■ **Requirements**
Gather every line in the records below that contains the word "roof", and copy each one as it appears.

(Records)
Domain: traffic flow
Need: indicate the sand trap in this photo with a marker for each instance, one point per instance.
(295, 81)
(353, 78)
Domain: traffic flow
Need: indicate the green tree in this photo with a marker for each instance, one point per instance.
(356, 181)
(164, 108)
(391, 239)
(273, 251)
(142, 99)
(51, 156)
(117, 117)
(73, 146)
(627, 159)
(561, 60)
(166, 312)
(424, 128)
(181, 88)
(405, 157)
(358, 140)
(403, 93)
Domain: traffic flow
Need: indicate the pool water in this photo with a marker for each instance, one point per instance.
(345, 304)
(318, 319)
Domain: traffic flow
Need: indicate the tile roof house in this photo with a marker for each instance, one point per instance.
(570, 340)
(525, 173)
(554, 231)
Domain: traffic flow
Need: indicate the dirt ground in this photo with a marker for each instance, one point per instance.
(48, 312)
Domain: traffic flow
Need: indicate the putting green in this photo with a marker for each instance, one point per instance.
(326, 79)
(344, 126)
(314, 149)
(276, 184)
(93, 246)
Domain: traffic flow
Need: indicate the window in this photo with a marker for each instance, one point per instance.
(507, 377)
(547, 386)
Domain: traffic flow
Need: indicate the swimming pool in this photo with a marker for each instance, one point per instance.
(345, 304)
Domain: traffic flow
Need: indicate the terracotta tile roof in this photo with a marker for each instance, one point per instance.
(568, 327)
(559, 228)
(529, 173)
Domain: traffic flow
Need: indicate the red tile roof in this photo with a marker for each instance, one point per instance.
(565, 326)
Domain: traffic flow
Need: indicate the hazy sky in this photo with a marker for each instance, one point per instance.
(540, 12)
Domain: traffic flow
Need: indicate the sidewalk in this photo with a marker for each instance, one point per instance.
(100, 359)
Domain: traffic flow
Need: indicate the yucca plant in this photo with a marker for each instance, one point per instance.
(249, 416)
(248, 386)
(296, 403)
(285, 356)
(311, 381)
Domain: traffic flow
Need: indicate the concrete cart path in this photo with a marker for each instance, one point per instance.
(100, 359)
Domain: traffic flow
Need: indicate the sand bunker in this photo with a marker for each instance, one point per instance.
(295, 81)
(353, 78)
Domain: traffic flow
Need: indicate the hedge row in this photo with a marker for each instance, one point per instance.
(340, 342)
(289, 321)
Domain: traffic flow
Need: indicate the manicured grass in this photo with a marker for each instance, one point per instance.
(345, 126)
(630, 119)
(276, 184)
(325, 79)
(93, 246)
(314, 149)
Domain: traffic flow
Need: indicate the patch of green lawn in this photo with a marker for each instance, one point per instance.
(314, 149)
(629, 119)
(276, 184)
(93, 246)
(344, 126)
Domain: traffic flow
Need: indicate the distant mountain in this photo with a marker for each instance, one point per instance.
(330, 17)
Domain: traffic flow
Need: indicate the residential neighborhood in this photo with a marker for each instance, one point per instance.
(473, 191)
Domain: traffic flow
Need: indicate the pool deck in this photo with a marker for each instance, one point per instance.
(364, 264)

---

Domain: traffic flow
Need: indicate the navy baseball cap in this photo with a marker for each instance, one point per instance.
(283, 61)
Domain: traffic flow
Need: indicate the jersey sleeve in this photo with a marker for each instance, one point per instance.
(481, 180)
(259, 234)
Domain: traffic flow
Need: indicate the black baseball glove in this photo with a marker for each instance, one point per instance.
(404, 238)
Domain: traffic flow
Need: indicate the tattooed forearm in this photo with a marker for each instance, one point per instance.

--

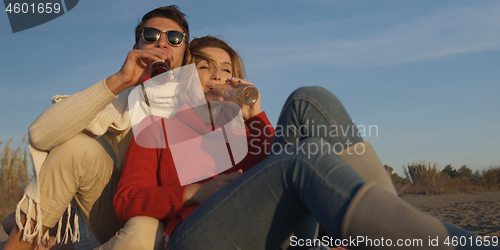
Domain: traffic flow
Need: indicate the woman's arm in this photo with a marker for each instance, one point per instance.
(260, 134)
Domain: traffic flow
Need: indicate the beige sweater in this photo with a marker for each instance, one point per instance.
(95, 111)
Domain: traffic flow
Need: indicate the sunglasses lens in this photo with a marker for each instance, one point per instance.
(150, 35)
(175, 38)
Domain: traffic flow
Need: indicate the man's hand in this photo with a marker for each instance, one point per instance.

■ **Response**
Need: indicate the tile roof house in this photo with a marker for each instance, one point per instance.
Need: indicate the terracotta tile roof in this photo with a marker for each instance, one point per instance.
Need: indicate the red tile roof in this photo with a marker for each instance, one point per instance.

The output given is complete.